Dynamique des prix sur le marché immobilier européen
Ces dernières années, grâce à la faiblesse des taux d’intérêt et la forte création d’emplois, le marché immobilier européen se portait bien. Depuis 2016, la hausse annuelle des prix des habitations dans l’ensemble de l’Union européenne oscille autour de 5%. Et au cours des deux premiers trimestres de 2020, malgré la pandémie de covid-19, la dynamique des prix est restée étonnamment forte. Au premier trimestre, les prix ont augmenté de 5,2% par rapport à l’année précédente et au deuxième trimestre, de 4,7%. Pourtant, le nombre total de pays avec une forte hausse des prix (plus de 5%) diminue depuis un certain temps déjà. Au deuxième trimestre, il en restait 13, par rapport au pic de 20 pays au premier trimestre de 2018 (voir graphique). Deux pays, Chypre et la Hongrie, ont enregistré une baisse des prix au deuxième trimestre. Le marché immobilier belge a encore surpris avec des hausses des prix de 3,5% au premier trimestre et de 4,5% au deuxième trimestre.

• **Données extraites**:
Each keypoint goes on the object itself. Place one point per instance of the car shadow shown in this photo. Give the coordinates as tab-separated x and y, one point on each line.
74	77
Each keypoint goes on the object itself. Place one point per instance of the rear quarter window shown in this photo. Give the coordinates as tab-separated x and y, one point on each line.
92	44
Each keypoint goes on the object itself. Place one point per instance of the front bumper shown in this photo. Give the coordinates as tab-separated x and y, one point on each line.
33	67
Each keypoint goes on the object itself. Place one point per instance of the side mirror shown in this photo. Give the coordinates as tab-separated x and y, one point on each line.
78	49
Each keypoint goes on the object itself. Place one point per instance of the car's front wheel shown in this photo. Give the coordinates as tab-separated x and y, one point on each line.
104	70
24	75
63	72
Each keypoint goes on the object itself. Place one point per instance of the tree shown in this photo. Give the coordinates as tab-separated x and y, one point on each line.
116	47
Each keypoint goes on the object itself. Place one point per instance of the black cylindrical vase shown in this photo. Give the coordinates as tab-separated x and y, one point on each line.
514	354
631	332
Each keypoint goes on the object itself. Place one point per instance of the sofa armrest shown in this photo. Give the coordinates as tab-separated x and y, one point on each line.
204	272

• **Ce qui est demandé**:
1. Dites si les affirmations suivantes sont conformes au texte sur le marché immobilier européen, en répondant oui ou non et en citant les mots du texte qui tranchent. (a) Au deuxième trimestre 2020, les prix ont augmenté de 4,7 % par rapport à l’année précédente. (b) Au deuxième trimestre 2020, 20 pays connaissaient encore une forte hausse des prix. (c) La Belgique a enregistré une baisse des prix au deuxième trimestre.
2. Poursuivez le texte sur le marché immobilier européen en quelques phrases, à partir de sa dernière phrase.

• **Réponses par item**:
1.
(a) Oui : « Au premier trimestre, les prix ont augmenté de 5,2% par rapport à l’année précédente et au deuxième trimestre, de 4,7%. »
(b) Non : « Au deuxième trimestre, il en restait 13, par rapport au pic de 20 pays au premier trimestre de 2018 »
(c) Non : « Le marché immobilier belge a encore surpris avec des hausses des prix de 3,5% au premier trimestre et de 4,5% au deuxième trimestre. »

2.
Outre la forte demande, de plus en plus portée par les investisseurs, la hausse des prix sur le marché européen ces dernières années est due à la lenteur de l’adaptation de l’offre à la demande. L’offre a notamment pâti des longues procédures d’obtention de permis, des mesures strictes d’aménagement du territoire et d’une pénurie de matériaux ou de main-d’œuvre dans le secteur de la construction. Bien que ces restrictions semblent s’être atténuées structurellement ces derniers temps, elles restent encore très présentes dans de nombreux pays. Durant le premier semestre de 2020, elles ont même atteint des sommets en raison des mesures de confinement décrétées dans le cadre de la lutte contre le virus. Il ressort d’une enquête mensuelle de la Commission européenne qu’en septembre, une entreprise de construction sur trois considérait toujours les facteurs d’offre dans l’UE comme la plus grande entrave à son activité.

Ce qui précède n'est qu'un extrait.